> _YOUR INSTRUCTIONS_
Gather every line in the rows below that contains the word "black" and copy each one out. Case counts.

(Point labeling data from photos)

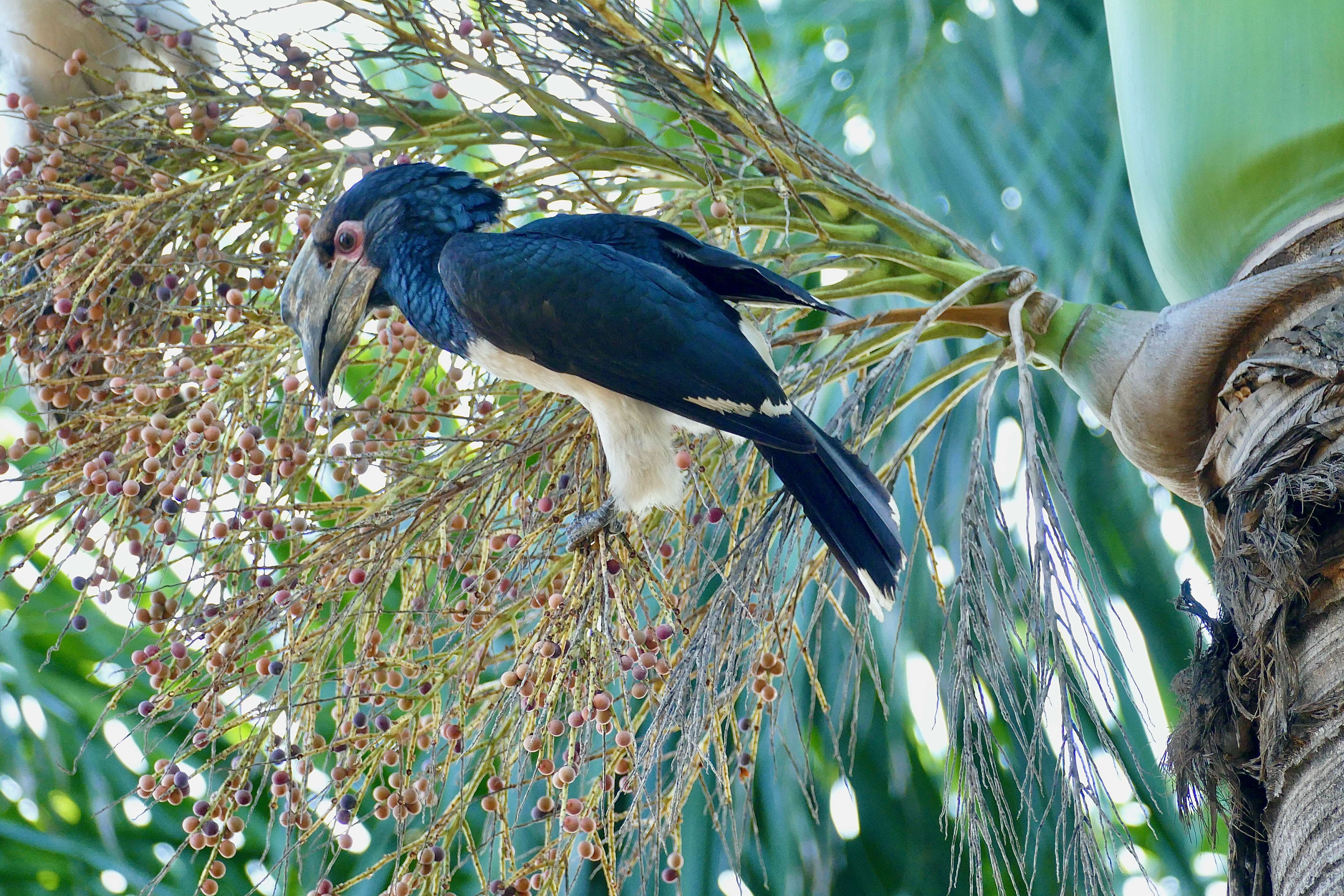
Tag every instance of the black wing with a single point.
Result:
(621, 323)
(701, 265)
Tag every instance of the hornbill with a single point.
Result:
(624, 314)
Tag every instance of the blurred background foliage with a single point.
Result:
(996, 117)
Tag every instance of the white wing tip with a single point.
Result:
(880, 600)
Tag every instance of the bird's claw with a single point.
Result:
(589, 524)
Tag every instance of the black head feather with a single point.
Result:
(435, 198)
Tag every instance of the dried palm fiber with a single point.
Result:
(1234, 401)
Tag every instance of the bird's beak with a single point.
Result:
(326, 306)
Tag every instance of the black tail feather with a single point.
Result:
(851, 511)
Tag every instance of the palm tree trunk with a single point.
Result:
(1306, 820)
(1261, 735)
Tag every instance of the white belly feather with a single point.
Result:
(636, 436)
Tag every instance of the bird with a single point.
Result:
(627, 315)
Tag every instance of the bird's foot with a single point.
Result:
(589, 524)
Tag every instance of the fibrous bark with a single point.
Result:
(1260, 738)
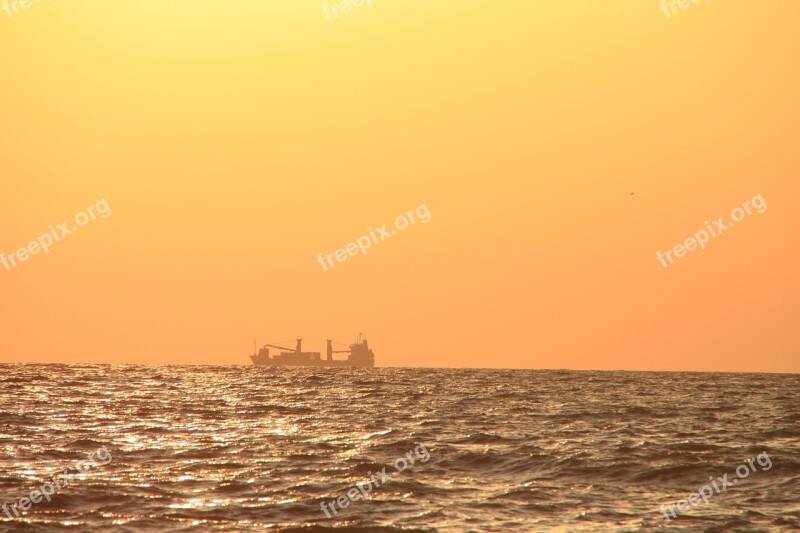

> _THE COMPLETED TASK_
Tag every instance of the black wing with a single point.
Tag every instance of the black head feather with a single point.
Tag every instance of the black tail feather with a single point.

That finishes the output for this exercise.